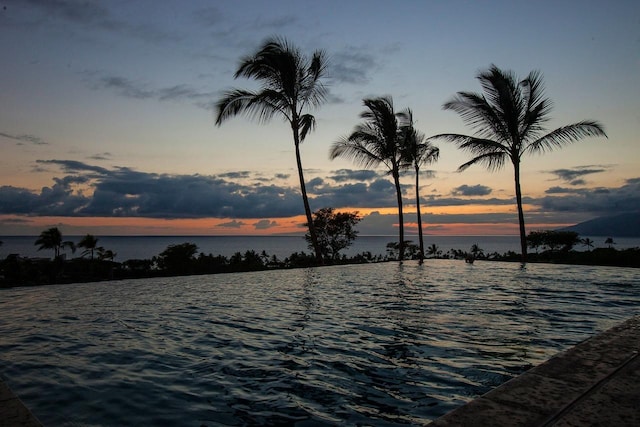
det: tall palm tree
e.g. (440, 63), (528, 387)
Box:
(401, 109), (440, 263)
(216, 38), (327, 263)
(329, 97), (408, 261)
(35, 227), (76, 258)
(78, 234), (98, 260)
(434, 65), (607, 262)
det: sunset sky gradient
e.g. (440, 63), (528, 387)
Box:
(0, 0), (640, 235)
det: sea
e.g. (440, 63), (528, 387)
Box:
(0, 260), (640, 427)
(0, 235), (640, 262)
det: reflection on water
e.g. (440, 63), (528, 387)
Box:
(0, 260), (640, 426)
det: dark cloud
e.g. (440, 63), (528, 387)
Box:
(18, 0), (180, 43)
(549, 165), (607, 185)
(329, 46), (379, 85)
(84, 72), (219, 110)
(216, 219), (247, 228)
(88, 152), (111, 160)
(253, 219), (278, 230)
(5, 160), (640, 227)
(451, 184), (491, 196)
(533, 179), (640, 216)
(36, 160), (110, 175)
(0, 132), (48, 145)
(329, 169), (383, 182)
(218, 171), (251, 179)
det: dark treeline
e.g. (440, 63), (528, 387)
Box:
(0, 230), (640, 287)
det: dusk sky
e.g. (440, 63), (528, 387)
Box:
(0, 0), (640, 235)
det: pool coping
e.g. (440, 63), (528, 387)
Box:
(429, 316), (640, 427)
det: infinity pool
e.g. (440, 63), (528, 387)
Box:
(0, 260), (640, 426)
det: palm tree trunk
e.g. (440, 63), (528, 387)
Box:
(416, 167), (424, 264)
(293, 129), (323, 265)
(513, 161), (527, 263)
(393, 165), (404, 261)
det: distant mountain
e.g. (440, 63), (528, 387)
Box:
(562, 212), (640, 237)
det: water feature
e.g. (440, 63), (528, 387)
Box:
(0, 260), (640, 426)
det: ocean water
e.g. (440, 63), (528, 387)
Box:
(0, 260), (640, 426)
(0, 236), (640, 262)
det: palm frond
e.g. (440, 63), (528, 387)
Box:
(216, 89), (290, 126)
(300, 114), (316, 142)
(442, 92), (509, 141)
(525, 120), (607, 153)
(458, 152), (508, 172)
(329, 137), (383, 169)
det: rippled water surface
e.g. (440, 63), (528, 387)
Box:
(0, 260), (640, 426)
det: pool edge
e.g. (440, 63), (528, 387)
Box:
(429, 316), (640, 427)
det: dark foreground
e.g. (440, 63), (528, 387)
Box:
(0, 381), (42, 427)
(0, 316), (640, 427)
(430, 316), (640, 427)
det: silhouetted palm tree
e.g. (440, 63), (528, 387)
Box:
(401, 109), (440, 262)
(427, 243), (442, 257)
(329, 97), (407, 261)
(78, 234), (98, 260)
(580, 237), (594, 251)
(35, 227), (76, 258)
(216, 38), (327, 263)
(434, 65), (607, 262)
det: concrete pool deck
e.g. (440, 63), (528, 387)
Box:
(0, 316), (640, 427)
(429, 316), (640, 427)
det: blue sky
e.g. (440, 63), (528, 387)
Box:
(0, 0), (640, 235)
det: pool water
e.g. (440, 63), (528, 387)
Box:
(0, 260), (640, 426)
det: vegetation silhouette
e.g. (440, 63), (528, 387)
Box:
(78, 234), (98, 259)
(35, 227), (76, 259)
(432, 65), (607, 262)
(0, 231), (640, 287)
(329, 97), (409, 261)
(304, 208), (362, 263)
(400, 109), (440, 263)
(216, 38), (327, 263)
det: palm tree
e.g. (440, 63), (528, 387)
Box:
(78, 234), (98, 260)
(427, 243), (442, 257)
(216, 38), (327, 263)
(580, 237), (594, 251)
(35, 227), (76, 258)
(435, 65), (607, 262)
(401, 109), (440, 263)
(329, 97), (408, 261)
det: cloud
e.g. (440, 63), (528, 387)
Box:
(549, 165), (608, 185)
(533, 179), (640, 216)
(0, 132), (49, 145)
(87, 152), (112, 160)
(329, 46), (379, 85)
(5, 159), (640, 222)
(451, 184), (491, 196)
(329, 169), (383, 182)
(253, 219), (278, 230)
(83, 72), (219, 110)
(216, 219), (247, 228)
(36, 160), (110, 175)
(19, 0), (180, 43)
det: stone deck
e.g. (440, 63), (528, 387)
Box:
(429, 316), (640, 427)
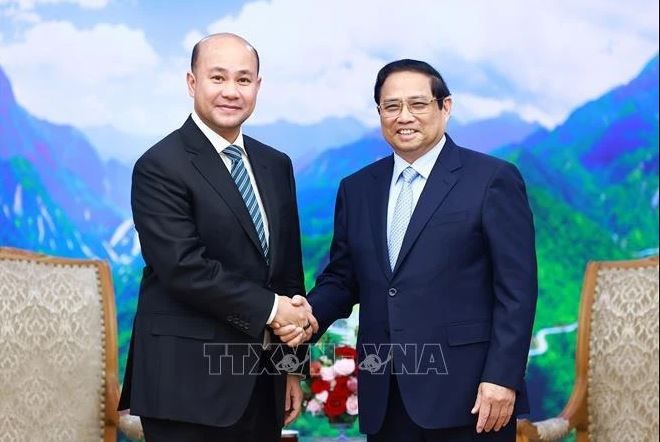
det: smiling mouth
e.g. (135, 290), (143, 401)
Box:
(216, 105), (241, 111)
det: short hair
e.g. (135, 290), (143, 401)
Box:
(374, 58), (451, 108)
(190, 37), (259, 75)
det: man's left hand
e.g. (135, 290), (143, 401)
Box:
(471, 382), (516, 433)
(284, 374), (302, 425)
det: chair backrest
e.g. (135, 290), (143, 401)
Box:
(578, 257), (659, 442)
(0, 248), (117, 442)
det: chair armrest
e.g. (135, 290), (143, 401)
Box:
(119, 413), (144, 441)
(516, 417), (572, 441)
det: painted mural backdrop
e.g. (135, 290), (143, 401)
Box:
(0, 0), (658, 436)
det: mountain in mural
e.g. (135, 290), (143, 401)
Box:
(0, 69), (142, 376)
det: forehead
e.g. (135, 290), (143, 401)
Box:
(197, 38), (257, 74)
(380, 71), (433, 100)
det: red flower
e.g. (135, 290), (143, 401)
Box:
(335, 345), (357, 359)
(309, 361), (321, 377)
(309, 379), (330, 394)
(331, 377), (351, 400)
(323, 389), (348, 419)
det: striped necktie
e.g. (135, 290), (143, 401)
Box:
(223, 144), (268, 261)
(387, 166), (419, 270)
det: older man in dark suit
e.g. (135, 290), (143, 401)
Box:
(277, 60), (537, 442)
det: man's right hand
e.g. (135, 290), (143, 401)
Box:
(270, 295), (319, 347)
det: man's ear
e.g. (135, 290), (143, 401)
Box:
(186, 72), (197, 98)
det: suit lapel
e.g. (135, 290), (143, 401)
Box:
(180, 117), (261, 258)
(393, 135), (461, 274)
(368, 155), (394, 281)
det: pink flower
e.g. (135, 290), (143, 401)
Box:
(306, 399), (323, 416)
(332, 359), (355, 376)
(346, 376), (357, 393)
(346, 394), (358, 416)
(321, 367), (335, 382)
(314, 390), (330, 404)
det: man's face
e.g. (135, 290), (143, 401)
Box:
(187, 36), (261, 142)
(380, 72), (451, 163)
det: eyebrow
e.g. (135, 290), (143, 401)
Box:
(211, 66), (254, 75)
(383, 95), (428, 103)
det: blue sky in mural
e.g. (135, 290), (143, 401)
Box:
(0, 0), (658, 159)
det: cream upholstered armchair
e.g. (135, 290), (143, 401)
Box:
(517, 256), (658, 442)
(0, 248), (141, 442)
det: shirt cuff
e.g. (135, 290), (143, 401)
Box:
(266, 293), (279, 325)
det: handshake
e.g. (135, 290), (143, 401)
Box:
(270, 295), (319, 347)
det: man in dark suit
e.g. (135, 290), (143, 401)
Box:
(120, 34), (312, 442)
(277, 60), (537, 442)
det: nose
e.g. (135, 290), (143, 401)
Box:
(220, 81), (238, 98)
(397, 103), (415, 123)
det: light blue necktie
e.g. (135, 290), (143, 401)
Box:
(387, 166), (419, 270)
(223, 144), (268, 261)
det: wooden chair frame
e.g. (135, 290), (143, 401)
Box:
(0, 247), (119, 442)
(516, 256), (658, 442)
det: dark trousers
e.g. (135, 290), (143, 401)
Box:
(141, 356), (284, 442)
(367, 375), (516, 442)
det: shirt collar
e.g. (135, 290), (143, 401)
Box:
(190, 110), (247, 156)
(392, 135), (447, 180)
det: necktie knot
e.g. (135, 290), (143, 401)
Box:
(223, 144), (241, 162)
(401, 166), (419, 184)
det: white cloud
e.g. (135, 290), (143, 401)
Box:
(0, 22), (189, 134)
(204, 0), (658, 125)
(0, 0), (658, 154)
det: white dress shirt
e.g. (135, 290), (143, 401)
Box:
(387, 135), (447, 238)
(191, 110), (277, 324)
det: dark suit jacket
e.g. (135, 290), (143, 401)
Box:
(309, 136), (537, 433)
(120, 118), (305, 426)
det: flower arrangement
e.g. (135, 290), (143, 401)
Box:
(305, 345), (358, 424)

INSTRUCTIONS TO FOLLOW:
Update the listing from its start through the line containing "(430, 316), (640, 427)", inclusive, replacing "pool" with "basin" and leaving everything else unchanged. Give only those lines, without the pictures.

OUTPUT OF THE TASK:
det: tall palm tree
e.g. (440, 63), (528, 387)
Box:
(401, 109), (440, 263)
(216, 38), (327, 263)
(329, 97), (408, 261)
(35, 227), (76, 258)
(78, 234), (98, 260)
(434, 65), (607, 262)
det: sunset sky gradient
e.g. (440, 63), (528, 387)
Box:
(0, 0), (640, 235)
det: sea
e.g. (440, 63), (528, 387)
Box:
(0, 260), (640, 427)
(0, 235), (640, 262)
det: reflection on water
e.g. (440, 63), (528, 387)
Box:
(0, 260), (640, 426)
det: dark cloud
e.g. (440, 63), (528, 387)
Box:
(18, 0), (180, 43)
(549, 165), (607, 185)
(329, 46), (379, 85)
(84, 72), (219, 110)
(216, 219), (247, 228)
(88, 152), (111, 160)
(253, 219), (278, 230)
(5, 160), (640, 227)
(451, 184), (491, 196)
(533, 179), (640, 216)
(36, 160), (110, 175)
(0, 132), (48, 145)
(329, 169), (383, 182)
(218, 171), (251, 179)
det: dark treeline
e.g. (440, 63), (528, 387)
Box:
(0, 230), (640, 287)
det: dusk sky
e.g. (440, 63), (528, 387)
Box:
(0, 0), (640, 235)
det: basin coping
e.g. (440, 63), (528, 387)
Box:
(429, 316), (640, 427)
det: infinity basin
e.g. (440, 63), (528, 387)
Box:
(0, 260), (640, 426)
det: palm tree trunk
e.g. (440, 63), (528, 387)
Box:
(416, 167), (424, 264)
(293, 129), (323, 265)
(513, 161), (527, 263)
(393, 165), (404, 261)
det: distant mountain
e.g. (440, 63), (528, 387)
Box:
(562, 212), (640, 237)
det: water feature
e.g. (440, 63), (528, 387)
Box:
(0, 260), (640, 426)
det: ocean water
e.g. (440, 63), (528, 387)
Box:
(0, 260), (640, 426)
(0, 236), (640, 262)
det: palm frond
e.g. (440, 63), (528, 387)
Box:
(216, 89), (290, 126)
(300, 114), (316, 142)
(442, 92), (509, 141)
(525, 120), (607, 153)
(458, 152), (508, 172)
(329, 137), (383, 169)
det: rippled water surface
e.g. (440, 63), (528, 387)
Box:
(0, 260), (640, 426)
det: basin edge
e.g. (440, 63), (528, 387)
Box:
(429, 316), (640, 427)
det: dark foreground
e.g. (440, 63), (528, 387)
Box:
(0, 381), (42, 427)
(0, 316), (640, 427)
(430, 316), (640, 427)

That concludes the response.